§ **Problem requirements**
Nothing but the lines from the one containing "Query: rocky mountain peak" through the end of the entries below should be set down, each exactly as written.

§ **Entries supplied**
==============================

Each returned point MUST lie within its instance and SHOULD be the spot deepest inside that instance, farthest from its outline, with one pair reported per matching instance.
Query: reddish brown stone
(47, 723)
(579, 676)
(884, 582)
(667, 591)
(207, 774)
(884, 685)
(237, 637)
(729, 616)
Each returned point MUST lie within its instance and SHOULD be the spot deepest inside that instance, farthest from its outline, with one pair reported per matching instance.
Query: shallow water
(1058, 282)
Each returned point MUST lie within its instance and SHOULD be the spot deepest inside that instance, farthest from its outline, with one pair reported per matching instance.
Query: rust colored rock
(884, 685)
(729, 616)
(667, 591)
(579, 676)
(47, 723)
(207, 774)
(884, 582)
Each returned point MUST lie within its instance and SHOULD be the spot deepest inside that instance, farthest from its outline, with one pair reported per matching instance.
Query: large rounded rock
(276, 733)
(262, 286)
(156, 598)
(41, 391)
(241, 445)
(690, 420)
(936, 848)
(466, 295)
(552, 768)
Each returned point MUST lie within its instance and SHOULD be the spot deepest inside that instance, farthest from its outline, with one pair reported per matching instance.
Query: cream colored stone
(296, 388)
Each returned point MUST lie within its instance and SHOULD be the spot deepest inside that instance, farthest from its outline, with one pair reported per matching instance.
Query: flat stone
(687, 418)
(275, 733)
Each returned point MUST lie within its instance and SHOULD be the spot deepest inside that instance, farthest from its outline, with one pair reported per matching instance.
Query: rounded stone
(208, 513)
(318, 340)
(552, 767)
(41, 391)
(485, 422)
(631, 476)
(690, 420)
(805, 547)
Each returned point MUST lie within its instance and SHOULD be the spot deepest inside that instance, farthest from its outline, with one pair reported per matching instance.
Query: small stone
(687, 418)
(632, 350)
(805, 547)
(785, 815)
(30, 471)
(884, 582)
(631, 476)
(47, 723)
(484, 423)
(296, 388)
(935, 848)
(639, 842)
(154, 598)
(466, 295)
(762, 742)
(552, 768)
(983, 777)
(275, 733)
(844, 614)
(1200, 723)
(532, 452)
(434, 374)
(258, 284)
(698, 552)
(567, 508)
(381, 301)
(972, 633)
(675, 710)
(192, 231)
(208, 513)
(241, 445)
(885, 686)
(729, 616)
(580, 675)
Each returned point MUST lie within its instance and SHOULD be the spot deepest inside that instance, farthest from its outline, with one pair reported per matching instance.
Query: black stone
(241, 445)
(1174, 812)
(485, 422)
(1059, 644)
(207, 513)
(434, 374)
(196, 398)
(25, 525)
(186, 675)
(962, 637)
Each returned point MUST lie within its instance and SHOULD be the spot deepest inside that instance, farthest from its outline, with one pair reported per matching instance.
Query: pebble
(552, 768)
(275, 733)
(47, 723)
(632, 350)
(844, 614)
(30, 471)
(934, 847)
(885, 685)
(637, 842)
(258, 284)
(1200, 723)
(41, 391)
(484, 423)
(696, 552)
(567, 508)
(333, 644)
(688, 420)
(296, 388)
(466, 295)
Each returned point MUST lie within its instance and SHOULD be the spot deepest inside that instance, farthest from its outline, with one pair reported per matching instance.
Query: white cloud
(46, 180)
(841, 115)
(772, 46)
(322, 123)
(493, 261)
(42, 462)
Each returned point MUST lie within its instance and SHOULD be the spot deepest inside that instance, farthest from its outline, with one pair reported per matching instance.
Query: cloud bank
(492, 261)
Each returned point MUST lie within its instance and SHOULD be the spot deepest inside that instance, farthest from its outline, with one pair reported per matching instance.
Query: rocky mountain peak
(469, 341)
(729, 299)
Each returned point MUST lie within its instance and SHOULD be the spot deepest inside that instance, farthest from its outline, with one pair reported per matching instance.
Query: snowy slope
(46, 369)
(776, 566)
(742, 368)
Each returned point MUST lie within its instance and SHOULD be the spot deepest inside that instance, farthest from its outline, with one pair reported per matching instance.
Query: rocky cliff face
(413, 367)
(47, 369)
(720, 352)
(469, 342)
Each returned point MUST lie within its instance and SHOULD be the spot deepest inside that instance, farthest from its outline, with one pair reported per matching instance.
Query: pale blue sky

==============================

§ **Exercise response**
Query: rocky mountain peak
(469, 341)
(729, 299)
Each returned point MUST lie within its instance and SHOULD be the spot deepest inside that instance, farthest from its outline, with one pair reported per matching instance.
Query: snowy slope
(46, 369)
(776, 566)
(742, 368)
Each returned point MUST lie within its instance and SHOULD be the spot deepest inside that instance, farthest from its outline, with one pair reported per matching instance.
Query: rocky cliff face
(413, 367)
(47, 369)
(720, 352)
(469, 342)
Each returned point MUST lie within its instance and SHOULD be the spot deepest inside that instance, farthest from its outline, with one pair reported per matching instance.
Query: pale blue sky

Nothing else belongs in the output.